Le principe de gratuité de la médecine pour les soins courants n’a aucune justification économique ni sociale ; il ne participe que de la course à la démagogie politique. La mutualisation des dépenses de santé en France est déjà très élevée, avec un reste à charge limité à 8 %. Sa systématisation amplifiera les dysfonctionnements croissants de notre système de santé au lieu de les régler : la dégradation et l’hétérogénéité de la qualité des soins ; l’inefficacité des dépenses, dont 25 % sont non pertinentes, notamment du fait de la déliquescence des hôpitaux publics ; les inégalités d’accès aux soins résultant de la multiplication des déserts médicaux ; l’indigence de la prévention, qui ne mobilise que 1,9 % des dépenses, contre 3 % dans l’Union européenne ; le déclin de la recherche ; le déséquilibre financier structurel avec la superposition de 165 milliards d’euros de déficits cumulés de l’assurance-maladie depuis 2000 et d’une dette de 30 milliards pour les hôpitaux publics.
Le principe du reste à charge zéro interdira par ailleurs de répondre aux défis du futur. En 2070, la France comptera 76 millions d’habitants, dont 28,7 % auront plus de 65 ans, ce qui ira de pair avec la hausse de la dépendance et des maladies dégénératives. Défi de l’hyperspécialisation de la médecine et de ses métiers. Défi technologique d’une médecine prédictive, robotisée et individualisée. Défi sociétal lié à la modification des comportements et des attentes des patients face aux systèmes et aux professionnels de la santé. Ces différents phénomènes impliquent une progression des dépenses de l’ordre de 3 % par an si l’on veut garantir l’accès aux soins et leur qualité.
Agnès Buzyn a raison de dire que le système de santé français est arrivé en bout de course. Mais le reste à charge zéro constitue la pire façon de le restructurer, en l’organisant autour du coût de l’assurance et non de la qualité des soins, en privilégiant le curatif et non la prévention, en se concentrant sur la maladie et non sur la santé. À l’inverse, l’Allemagne ou la Suède ont réussi à maîtriser les coûts pour les patients comme pour la collectivité en plaçant au cœur de la politique de santé la prévention et l’amélioration de la qualité des soins.

* * * *

Liste des consignes ▸
1. Énumérez les dysfonctionnements du système de santé que, d'après le texte sur le reste à charge zéro, la systématisation de la mutualisation des dépenses amplifiera.
2. Dans le texte sur le reste à charge zéro, reprenez le passage allant de "Le principe du" jusqu'à "et leur qualité." inclus, en substituant "maladies chroniques" à "maladies dégénératives".
3. Prolongez le texte sur le reste à charge zéro à partir de sa dernière phrase.

* * * *

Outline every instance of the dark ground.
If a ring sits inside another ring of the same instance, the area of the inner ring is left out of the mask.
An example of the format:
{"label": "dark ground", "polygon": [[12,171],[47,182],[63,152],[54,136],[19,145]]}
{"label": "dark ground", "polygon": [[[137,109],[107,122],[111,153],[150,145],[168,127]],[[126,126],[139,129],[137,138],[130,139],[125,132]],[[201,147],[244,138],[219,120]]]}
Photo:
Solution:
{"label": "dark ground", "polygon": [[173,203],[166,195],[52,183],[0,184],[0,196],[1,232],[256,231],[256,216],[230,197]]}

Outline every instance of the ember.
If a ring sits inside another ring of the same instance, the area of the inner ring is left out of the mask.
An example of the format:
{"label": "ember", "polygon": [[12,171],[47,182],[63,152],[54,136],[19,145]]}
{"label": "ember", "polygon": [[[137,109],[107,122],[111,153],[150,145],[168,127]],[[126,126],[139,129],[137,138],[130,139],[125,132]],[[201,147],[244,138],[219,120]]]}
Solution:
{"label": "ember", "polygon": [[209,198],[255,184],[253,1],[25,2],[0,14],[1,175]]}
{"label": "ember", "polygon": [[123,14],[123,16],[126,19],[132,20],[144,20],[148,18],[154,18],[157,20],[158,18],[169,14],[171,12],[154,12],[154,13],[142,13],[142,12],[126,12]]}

* * * *

Liste des réponses ▸
1.
- la dégradation et l'hétérogénéité de la qualité des soins
- l'inefficacité des dépenses
- les inégalités d'accès aux soins
- l'indigence de la prévention
- le déclin de la recherche
- le déséquilibre financier structurel

2.
Le principe du reste à charge zéro interdira par ailleurs de répondre aux défis du futur. En 2070, la France comptera 76 millions d’habitants, dont 28,7 % auront plus de 65 ans, ce qui ira de pair avec la hausse de la dépendance et des maladies chroniques. Défi de l’hyperspécialisation de la médecine et de ses métiers. Défi technologique d’une médecine prédictive, robotisée et individualisée. Défi sociétal lié à la modification des comportements et des attentes des patients face aux systèmes et aux professionnels de la santé. Ces différents phénomènes impliquent une progression des dépenses de l’ordre de 3 % par an si l’on veut garantir l’accès aux soins et leur qualité.

3.
Notre système doit être repensé à partir de trois priorités : la gestion active des risques par la prévention, la multiplication des plateformes de service et la diffusion d’une éducation à la santé publique, notamment pour décourager les addictions ; la reconstitution d’une offre accessible et de qualité autour de parcours de soins, d’un financement à la performance, de la transparence sur les résultats des structures et des professionnels de santé ; l’innovation, avec le développement de l’ambulatoire, la multiplication des robots chirurgiens, la libération des données médicales accaparées par la Caisse nationale d’assurance-maladie, l’assouplissement du cadre réglementaire pour les essais cliniques et l’encouragement des biotechnologies.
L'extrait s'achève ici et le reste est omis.